Exercise data START
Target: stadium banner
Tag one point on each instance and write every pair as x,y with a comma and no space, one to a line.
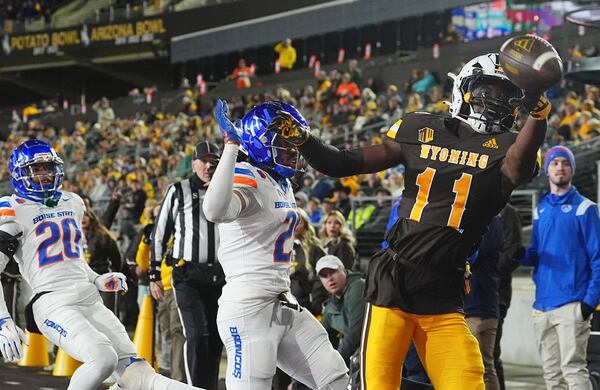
145,37
59,42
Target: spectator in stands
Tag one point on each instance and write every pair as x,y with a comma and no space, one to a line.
512,226
424,83
341,197
337,238
415,103
303,278
379,218
242,75
347,89
308,179
315,214
565,254
570,113
371,183
481,303
361,213
100,251
355,72
105,112
287,54
344,309
322,187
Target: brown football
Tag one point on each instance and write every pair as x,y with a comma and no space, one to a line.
531,62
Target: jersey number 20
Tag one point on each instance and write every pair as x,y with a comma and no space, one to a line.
461,188
67,232
279,253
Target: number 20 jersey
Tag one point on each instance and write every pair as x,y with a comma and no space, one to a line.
256,249
49,253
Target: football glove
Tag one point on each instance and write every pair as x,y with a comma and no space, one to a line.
111,282
232,132
289,128
536,104
11,337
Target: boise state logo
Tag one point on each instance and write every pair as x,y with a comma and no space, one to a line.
566,208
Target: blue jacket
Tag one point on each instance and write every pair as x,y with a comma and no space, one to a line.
483,299
565,251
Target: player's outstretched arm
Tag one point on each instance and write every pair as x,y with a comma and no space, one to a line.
220,204
520,162
331,160
11,335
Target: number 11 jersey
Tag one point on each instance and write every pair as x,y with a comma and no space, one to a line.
453,187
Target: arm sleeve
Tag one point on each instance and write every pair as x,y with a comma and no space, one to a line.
3,309
114,256
342,163
108,216
330,160
163,228
351,340
219,203
590,224
142,256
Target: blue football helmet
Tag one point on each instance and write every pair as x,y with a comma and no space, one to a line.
265,147
36,170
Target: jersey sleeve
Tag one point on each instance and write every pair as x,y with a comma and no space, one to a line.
246,180
7,211
412,128
8,217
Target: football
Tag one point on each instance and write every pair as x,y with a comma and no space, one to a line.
531,62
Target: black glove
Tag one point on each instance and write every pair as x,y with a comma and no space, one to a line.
535,103
586,311
147,233
154,276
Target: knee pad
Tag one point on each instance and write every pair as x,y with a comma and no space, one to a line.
139,375
340,383
104,359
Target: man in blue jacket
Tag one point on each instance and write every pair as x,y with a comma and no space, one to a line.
565,254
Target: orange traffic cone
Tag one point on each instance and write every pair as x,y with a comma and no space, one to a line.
64,365
36,354
144,332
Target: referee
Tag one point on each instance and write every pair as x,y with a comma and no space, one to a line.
197,275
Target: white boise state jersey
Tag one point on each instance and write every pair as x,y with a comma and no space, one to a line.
256,248
49,255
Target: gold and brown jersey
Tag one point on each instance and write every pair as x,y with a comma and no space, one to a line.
452,176
453,187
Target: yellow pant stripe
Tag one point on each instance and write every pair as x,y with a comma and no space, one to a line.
448,350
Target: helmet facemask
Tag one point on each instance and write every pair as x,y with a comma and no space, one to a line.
489,103
41,177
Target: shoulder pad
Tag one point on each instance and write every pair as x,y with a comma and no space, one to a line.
405,129
7,209
245,175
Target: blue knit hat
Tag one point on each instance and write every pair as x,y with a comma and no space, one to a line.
559,151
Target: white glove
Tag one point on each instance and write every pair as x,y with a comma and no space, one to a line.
11,337
111,282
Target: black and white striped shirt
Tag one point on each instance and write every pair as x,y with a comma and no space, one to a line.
181,216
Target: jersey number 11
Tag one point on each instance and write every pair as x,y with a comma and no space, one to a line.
461,188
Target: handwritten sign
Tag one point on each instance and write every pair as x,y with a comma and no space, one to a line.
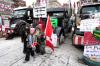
89,24
92,52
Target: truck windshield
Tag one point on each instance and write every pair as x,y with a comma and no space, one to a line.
19,12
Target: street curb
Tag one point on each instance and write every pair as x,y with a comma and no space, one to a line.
90,62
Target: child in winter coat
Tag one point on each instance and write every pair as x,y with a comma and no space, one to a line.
29,49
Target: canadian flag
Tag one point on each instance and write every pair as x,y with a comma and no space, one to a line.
49,33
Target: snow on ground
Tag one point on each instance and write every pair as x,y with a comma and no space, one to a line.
11,55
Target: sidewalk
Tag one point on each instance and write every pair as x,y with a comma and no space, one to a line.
11,55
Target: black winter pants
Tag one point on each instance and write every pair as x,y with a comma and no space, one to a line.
29,52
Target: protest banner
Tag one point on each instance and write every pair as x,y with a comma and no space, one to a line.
92,52
88,25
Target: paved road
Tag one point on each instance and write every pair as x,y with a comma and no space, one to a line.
11,55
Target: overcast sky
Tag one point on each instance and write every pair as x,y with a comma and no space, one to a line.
28,2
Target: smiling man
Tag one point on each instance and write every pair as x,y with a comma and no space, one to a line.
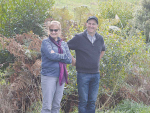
89,48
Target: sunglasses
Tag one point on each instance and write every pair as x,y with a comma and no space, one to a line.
51,30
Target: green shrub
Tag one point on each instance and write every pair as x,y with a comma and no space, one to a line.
22,16
110,8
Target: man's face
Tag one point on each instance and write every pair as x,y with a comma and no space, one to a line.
91,26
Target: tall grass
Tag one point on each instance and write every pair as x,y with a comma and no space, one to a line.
92,4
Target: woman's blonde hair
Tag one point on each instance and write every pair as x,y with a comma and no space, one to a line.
53,23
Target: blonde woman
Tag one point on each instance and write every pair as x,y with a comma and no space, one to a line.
55,55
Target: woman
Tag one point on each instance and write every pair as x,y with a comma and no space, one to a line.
55,55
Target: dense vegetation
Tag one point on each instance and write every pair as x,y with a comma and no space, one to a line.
125,81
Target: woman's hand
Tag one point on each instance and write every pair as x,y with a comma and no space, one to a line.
52,51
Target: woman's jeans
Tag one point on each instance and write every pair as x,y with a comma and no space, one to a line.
88,85
52,94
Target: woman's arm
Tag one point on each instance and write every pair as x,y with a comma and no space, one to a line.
73,61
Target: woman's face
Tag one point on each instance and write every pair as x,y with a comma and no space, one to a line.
54,31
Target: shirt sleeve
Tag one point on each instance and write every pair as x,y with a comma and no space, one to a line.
103,47
73,44
68,59
46,49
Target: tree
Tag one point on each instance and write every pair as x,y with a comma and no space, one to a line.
141,20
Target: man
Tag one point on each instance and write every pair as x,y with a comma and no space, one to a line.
89,48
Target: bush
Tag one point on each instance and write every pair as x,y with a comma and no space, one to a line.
111,8
22,16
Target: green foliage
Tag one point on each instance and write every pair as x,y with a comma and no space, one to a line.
141,21
5,59
119,51
109,9
22,16
81,14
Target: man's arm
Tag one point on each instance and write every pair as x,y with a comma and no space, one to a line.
102,53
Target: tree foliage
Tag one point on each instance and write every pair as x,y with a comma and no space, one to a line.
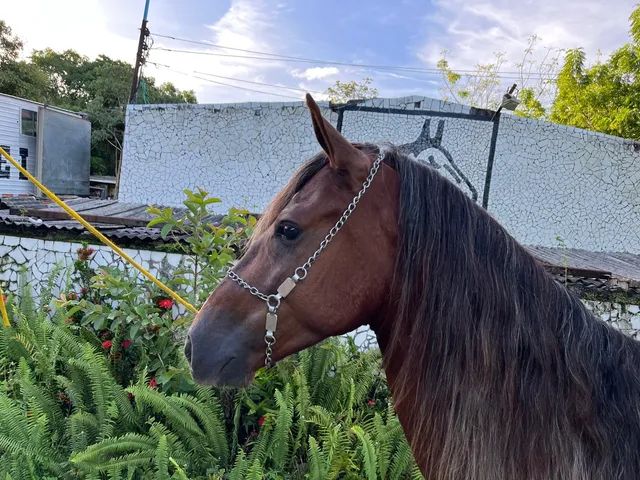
604,97
99,87
483,87
342,92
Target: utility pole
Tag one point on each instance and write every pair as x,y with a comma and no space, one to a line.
144,33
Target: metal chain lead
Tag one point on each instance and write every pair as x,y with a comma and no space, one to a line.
300,273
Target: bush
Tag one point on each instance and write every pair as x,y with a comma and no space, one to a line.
94,385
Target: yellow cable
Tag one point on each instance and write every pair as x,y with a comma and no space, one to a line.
97,234
3,311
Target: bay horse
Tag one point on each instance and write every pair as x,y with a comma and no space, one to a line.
496,370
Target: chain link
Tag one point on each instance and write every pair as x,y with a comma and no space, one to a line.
300,273
252,290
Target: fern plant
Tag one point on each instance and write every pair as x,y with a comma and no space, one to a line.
321,414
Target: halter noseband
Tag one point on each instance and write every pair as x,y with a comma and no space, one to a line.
273,301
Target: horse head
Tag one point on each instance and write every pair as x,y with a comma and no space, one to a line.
312,297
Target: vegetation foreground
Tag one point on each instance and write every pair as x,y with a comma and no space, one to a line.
93,384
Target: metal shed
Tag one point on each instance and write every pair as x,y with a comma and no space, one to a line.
51,143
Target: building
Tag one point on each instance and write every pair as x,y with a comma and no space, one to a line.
37,237
548,184
51,143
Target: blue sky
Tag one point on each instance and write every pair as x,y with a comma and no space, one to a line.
407,33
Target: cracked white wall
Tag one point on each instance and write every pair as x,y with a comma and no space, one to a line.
548,180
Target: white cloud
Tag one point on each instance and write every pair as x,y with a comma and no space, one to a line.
315,73
87,26
475,29
81,25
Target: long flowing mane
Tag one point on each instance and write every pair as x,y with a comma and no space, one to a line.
501,371
497,371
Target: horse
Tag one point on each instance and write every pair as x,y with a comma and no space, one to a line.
496,370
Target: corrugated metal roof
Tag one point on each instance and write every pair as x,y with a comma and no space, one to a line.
119,220
581,270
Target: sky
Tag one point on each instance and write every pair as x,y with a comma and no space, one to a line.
400,33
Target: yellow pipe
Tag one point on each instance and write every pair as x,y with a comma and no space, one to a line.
54,198
3,311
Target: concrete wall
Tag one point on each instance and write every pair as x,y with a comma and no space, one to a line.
548,181
64,152
36,259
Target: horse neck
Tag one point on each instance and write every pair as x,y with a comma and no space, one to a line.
493,365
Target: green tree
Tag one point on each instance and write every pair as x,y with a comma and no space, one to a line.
483,87
342,92
604,97
101,88
98,87
17,77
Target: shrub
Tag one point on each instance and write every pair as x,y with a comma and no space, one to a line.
94,385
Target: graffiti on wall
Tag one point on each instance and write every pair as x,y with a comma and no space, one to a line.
425,147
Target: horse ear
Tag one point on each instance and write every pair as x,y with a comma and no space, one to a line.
342,154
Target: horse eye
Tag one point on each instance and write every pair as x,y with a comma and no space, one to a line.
287,231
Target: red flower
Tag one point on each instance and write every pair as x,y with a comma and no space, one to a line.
84,253
165,303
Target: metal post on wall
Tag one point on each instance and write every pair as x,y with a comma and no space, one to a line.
144,33
510,103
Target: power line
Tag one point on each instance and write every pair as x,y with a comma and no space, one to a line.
245,88
287,58
226,84
260,83
263,84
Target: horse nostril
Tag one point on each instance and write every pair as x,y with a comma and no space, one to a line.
187,349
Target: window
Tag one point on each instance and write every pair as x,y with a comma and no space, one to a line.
5,171
29,122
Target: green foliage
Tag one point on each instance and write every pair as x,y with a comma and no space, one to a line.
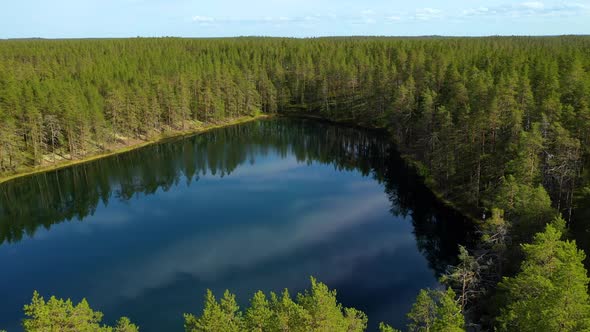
315,310
436,311
550,293
63,316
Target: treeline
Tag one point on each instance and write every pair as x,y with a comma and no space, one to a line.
499,126
549,294
485,116
316,309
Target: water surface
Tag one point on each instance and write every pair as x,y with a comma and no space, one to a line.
262,205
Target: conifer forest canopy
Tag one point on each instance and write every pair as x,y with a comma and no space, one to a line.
497,127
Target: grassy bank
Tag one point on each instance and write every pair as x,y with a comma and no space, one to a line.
128,147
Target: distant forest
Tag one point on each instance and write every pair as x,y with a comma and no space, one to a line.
498,127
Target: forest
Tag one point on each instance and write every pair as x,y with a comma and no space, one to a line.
499,127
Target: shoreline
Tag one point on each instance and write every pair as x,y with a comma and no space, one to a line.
126,148
409,161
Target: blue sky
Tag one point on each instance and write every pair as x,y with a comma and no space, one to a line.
295,18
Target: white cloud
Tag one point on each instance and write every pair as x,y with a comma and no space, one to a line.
535,5
425,14
529,9
393,18
203,19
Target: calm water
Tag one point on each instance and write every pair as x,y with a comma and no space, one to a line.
262,205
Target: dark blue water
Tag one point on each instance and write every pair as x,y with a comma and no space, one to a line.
263,205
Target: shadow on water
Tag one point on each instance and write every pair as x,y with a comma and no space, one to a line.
37,203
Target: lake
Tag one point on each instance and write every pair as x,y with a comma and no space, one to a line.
261,205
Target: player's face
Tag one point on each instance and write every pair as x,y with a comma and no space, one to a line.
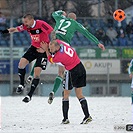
52,48
28,22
Exercise data END
• _Your task_
Go through the material above and state how many lines hold the word "horse". Give only the number.

• _Output below_
7